Your task: Print the full listing exactly.

Exercise inputs:
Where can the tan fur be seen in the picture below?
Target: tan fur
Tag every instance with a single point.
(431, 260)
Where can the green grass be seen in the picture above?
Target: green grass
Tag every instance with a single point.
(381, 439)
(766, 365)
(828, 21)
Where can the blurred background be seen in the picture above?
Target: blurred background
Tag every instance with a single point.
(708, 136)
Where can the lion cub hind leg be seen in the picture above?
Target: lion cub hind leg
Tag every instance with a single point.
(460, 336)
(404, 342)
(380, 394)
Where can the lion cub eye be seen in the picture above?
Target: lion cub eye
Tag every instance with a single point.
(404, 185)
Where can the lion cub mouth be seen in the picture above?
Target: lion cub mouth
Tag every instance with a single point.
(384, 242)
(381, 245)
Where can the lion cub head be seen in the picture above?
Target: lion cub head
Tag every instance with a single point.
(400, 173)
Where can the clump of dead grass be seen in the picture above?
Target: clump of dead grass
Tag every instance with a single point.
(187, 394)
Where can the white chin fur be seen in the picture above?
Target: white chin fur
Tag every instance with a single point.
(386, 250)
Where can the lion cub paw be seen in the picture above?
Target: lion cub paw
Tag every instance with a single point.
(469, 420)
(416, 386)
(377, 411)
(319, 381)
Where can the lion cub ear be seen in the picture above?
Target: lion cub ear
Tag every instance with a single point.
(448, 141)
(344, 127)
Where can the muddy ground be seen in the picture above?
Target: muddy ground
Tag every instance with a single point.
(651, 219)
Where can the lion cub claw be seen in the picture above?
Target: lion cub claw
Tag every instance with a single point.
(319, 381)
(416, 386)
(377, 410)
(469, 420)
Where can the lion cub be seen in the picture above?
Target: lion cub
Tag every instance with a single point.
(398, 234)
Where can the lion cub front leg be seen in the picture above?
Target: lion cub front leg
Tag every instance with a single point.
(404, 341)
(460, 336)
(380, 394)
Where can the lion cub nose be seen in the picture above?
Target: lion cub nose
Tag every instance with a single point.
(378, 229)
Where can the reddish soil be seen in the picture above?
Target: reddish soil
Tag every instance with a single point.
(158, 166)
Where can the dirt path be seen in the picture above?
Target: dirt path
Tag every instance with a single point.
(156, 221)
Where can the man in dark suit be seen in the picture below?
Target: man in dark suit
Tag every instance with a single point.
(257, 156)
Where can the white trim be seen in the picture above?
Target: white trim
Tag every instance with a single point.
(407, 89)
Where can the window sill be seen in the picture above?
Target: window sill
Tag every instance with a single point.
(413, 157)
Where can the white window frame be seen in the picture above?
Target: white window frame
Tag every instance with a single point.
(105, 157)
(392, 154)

Reply:
Where can the tan fur be seen in the picture below?
Target: tan fur
Tag every instance with a single point.
(431, 260)
Where can the green grass be seen in the picture above?
Target: green grass
Tag every instance with a single point.
(381, 439)
(766, 365)
(828, 21)
Where can the blurred background be seen in the picture above?
Target: blurred background
Tag every instance with a single point.
(708, 136)
Where can the lion cub hind leg be seen in the picture above?
Target: lion cub hind leg
Tag every instance with a single point.
(460, 336)
(404, 342)
(380, 394)
Where can the lion cub eye be seen in the picture above?
Target: lion cub eye
Tag every instance with a single point.
(404, 185)
Where can the lion cub mouth be seen in the picture above?
Target: lion cub mouth
Tag every instance with a single point.
(384, 242)
(381, 245)
Where can the lion cub head be seen in the picture above?
Target: lion cub head
Tag every instance with a single point.
(400, 173)
Where can the clump of dead grass be seen in the picture above?
Target: clump of dead grass
Tag every instance with a single point.
(187, 394)
Where can the white chin fur be seen in the picture above?
Target: white chin fur
Tag every instance with a single point.
(386, 250)
Where can the lion cub paw be seen in the picture above?
Target: lion cub paw
Tag every instance with a single point.
(469, 420)
(416, 386)
(377, 411)
(319, 381)
Where can the lion cub ear be seen in the picture above?
Target: lion cub ear
Tag every instance with a single point.
(448, 141)
(344, 127)
Where can the muddy ground be seen in the picture above?
Target: muddy ground
Tag every instance with a single point.
(651, 219)
Where can the lion cub claw be seen in the picture above?
Target: lion cub claw
Tag every instance with a single point.
(319, 381)
(416, 386)
(377, 410)
(469, 420)
Where can the lion cub be seen in the picture above?
Target: lion cub
Tag every instance with a single point.
(398, 234)
Where can the lion cub front leg be seen in the picture above?
Target: lion cub front leg
Tag every instance with a single point.
(404, 341)
(460, 336)
(380, 394)
Where can the lion cub nose be seen in the picture above?
Target: lion cub nose
Tag every instance with a single point.
(378, 229)
Where can the reddish soil be seen in the picture above?
Target: reddish soil
Tag every instance with a single point.
(158, 166)
Where can the dirt path be seen in the picture above?
Target: dirt path
Tag every instance with a single point.
(156, 221)
Where can the man in dark suit be seen in the picture below?
Target: man in dark suit
Tag every instance with a single point.
(257, 156)
Where can the white trim be seen in the picture above?
Target: white trim
Tag every instance with a single point.
(407, 89)
Where can the window sill be seen in the picture above?
Target: window sill
Tag every instance with a single point.
(413, 157)
Where can the white window frame be seen in the picture above?
Target: white window frame
Tag every instance with a single point.
(105, 157)
(392, 154)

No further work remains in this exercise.